Task goal:
May I have, exactly as written, the line containing "pixel 88 36" and every line after it through the end of the listing below, and nothing else?

━━━━━━━━

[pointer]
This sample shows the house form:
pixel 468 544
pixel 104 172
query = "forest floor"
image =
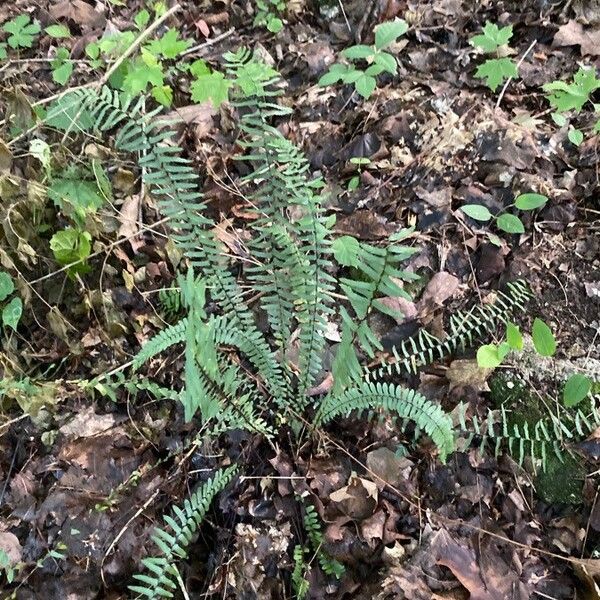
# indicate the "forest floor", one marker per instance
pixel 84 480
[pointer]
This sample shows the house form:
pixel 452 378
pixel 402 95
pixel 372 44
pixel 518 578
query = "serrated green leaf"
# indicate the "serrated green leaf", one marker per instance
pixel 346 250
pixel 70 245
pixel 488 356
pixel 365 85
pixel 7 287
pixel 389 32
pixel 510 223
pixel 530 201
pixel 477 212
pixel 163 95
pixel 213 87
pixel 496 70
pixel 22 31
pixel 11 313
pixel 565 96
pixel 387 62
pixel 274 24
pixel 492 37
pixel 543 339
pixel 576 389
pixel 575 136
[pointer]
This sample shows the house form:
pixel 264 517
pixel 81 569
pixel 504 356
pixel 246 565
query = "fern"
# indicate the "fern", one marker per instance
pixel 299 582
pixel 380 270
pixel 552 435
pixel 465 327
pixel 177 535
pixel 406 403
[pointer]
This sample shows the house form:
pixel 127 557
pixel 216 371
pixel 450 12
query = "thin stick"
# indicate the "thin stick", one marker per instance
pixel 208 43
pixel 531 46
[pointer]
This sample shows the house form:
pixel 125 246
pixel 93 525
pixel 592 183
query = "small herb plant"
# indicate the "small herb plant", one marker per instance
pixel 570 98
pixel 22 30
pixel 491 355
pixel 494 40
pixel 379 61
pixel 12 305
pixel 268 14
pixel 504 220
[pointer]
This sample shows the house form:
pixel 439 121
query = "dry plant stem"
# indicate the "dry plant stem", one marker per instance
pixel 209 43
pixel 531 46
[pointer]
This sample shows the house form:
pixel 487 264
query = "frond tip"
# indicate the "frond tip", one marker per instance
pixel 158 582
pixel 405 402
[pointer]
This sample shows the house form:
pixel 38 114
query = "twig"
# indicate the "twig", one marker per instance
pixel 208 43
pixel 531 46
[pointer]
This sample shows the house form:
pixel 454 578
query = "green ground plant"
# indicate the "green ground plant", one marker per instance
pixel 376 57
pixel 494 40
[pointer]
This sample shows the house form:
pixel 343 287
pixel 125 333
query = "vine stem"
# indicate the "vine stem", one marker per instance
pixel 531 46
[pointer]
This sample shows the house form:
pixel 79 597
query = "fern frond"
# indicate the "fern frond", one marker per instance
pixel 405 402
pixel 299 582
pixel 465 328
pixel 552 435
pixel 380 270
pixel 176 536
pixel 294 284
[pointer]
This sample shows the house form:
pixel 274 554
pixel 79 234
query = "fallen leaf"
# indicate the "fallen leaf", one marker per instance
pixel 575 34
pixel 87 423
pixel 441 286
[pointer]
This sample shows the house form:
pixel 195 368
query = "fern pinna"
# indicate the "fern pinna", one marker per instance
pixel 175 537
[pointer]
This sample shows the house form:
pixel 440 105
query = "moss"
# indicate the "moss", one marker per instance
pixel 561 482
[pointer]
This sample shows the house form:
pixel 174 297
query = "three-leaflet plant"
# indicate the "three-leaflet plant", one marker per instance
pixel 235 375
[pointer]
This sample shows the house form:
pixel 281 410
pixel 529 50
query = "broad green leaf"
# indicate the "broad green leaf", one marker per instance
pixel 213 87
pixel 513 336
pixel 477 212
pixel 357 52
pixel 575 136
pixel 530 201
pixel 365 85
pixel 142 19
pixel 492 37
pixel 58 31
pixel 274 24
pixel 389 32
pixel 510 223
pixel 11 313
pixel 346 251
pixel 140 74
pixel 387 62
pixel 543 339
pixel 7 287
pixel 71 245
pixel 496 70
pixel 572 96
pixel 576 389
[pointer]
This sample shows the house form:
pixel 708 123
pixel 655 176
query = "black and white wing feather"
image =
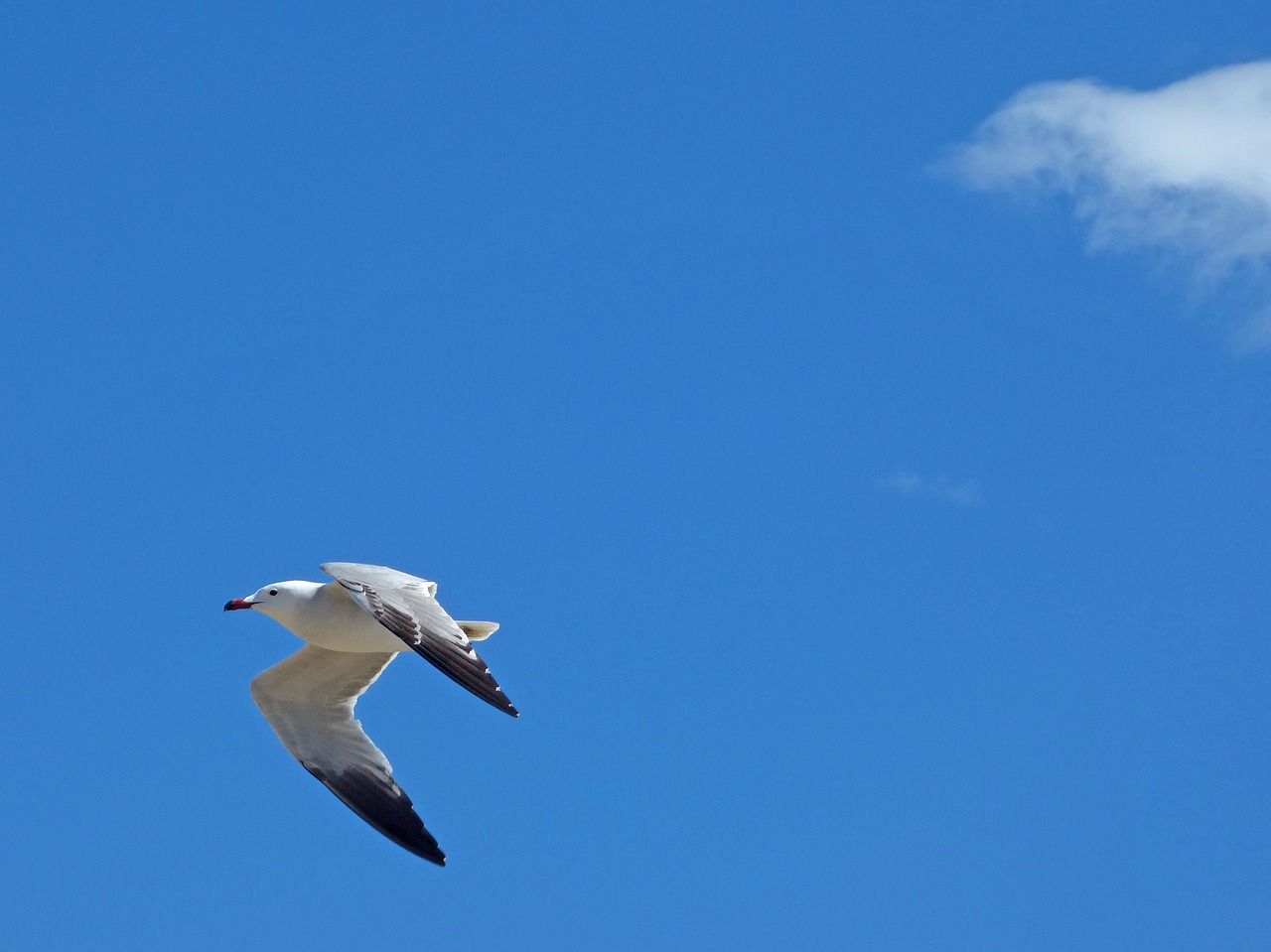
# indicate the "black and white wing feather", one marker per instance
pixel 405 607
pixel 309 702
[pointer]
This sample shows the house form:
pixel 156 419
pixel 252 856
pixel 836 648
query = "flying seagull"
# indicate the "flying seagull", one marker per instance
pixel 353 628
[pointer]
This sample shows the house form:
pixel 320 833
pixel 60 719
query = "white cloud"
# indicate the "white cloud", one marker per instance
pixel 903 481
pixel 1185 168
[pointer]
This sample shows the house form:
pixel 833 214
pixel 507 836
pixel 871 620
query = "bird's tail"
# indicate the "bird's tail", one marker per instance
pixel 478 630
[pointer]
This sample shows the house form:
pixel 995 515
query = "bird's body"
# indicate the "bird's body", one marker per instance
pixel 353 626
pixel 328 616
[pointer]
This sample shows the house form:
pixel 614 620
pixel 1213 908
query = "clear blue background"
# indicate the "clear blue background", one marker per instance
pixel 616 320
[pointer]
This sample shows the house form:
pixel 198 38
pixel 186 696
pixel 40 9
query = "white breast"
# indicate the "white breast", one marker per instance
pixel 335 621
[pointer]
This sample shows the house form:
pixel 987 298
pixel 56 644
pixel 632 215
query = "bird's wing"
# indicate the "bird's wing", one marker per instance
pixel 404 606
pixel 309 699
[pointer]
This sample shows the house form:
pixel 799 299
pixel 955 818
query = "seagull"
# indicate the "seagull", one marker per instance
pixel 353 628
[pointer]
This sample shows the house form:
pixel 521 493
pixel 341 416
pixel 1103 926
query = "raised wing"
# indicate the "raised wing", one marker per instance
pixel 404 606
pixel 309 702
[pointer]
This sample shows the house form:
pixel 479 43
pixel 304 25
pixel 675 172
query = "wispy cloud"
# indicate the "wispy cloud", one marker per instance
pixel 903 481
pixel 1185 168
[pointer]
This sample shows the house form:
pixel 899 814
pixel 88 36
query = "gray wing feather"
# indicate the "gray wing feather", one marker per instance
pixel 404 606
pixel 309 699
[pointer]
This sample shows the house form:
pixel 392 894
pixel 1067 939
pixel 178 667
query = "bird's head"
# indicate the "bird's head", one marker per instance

━━━━━━━━

Result:
pixel 88 36
query = "gray wing feather"
# indicate the "gray wing feather", one marker per instance
pixel 404 606
pixel 309 699
[pointer]
This sample shows the house form:
pixel 392 894
pixel 1067 939
pixel 178 667
query = "bird's head"
# indicate the "bird's head", one marker per instance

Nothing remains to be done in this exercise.